- _WRITTEN EXERCISE_
Gather every line of the records below that contains the string "cheese". Matching is case-sensitive.

Entries pointing to labeled objects
☆ ☆ ☆ ☆

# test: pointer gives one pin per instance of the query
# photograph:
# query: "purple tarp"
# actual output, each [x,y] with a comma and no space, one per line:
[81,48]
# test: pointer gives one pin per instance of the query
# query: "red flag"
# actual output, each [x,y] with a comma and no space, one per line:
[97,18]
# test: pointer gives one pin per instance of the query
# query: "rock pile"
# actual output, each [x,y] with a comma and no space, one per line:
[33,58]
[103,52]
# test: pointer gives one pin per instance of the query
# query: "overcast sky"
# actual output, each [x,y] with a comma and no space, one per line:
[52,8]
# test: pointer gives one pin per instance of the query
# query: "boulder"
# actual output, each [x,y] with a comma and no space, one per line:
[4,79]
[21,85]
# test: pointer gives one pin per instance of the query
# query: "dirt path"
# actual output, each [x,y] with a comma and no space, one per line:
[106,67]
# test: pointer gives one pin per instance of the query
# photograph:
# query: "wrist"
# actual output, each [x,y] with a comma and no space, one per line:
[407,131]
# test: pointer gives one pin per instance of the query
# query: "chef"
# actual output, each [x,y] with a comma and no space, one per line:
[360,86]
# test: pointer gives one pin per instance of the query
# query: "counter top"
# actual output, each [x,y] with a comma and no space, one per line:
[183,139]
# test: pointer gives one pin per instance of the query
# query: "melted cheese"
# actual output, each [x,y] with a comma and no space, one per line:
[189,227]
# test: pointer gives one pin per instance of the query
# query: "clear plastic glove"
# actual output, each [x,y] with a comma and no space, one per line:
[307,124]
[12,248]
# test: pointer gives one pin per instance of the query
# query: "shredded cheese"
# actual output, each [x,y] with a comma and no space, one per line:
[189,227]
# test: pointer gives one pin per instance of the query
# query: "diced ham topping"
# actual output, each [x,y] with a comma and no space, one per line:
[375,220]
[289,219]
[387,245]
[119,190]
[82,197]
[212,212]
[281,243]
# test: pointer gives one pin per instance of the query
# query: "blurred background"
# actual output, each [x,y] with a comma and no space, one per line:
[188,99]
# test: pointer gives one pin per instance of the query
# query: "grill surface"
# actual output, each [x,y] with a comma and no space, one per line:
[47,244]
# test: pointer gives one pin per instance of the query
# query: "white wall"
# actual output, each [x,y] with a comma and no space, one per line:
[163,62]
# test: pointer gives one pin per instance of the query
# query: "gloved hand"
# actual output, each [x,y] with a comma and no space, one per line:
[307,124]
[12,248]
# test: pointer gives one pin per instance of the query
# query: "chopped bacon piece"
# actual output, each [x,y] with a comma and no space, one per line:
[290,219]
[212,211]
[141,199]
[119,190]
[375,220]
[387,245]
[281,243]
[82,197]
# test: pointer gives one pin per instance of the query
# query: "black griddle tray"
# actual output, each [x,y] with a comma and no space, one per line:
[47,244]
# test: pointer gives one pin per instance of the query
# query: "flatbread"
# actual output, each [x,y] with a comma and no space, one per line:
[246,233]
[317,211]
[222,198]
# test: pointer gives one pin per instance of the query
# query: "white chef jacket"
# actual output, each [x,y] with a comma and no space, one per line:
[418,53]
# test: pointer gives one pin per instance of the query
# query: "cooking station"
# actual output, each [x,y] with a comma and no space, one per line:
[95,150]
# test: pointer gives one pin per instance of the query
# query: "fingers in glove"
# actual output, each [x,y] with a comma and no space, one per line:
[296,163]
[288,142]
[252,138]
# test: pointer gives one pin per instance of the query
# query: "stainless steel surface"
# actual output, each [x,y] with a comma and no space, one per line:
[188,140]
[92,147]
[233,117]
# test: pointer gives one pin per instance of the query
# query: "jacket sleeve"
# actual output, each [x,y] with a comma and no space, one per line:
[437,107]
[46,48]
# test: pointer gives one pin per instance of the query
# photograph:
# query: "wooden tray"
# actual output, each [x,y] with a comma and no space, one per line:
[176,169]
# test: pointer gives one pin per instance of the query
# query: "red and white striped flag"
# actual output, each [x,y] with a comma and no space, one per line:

☆ ☆ ☆ ☆

- _RESPONSE TO THE TASK_
# query: "melted cheese"
# query: "shredded cheese"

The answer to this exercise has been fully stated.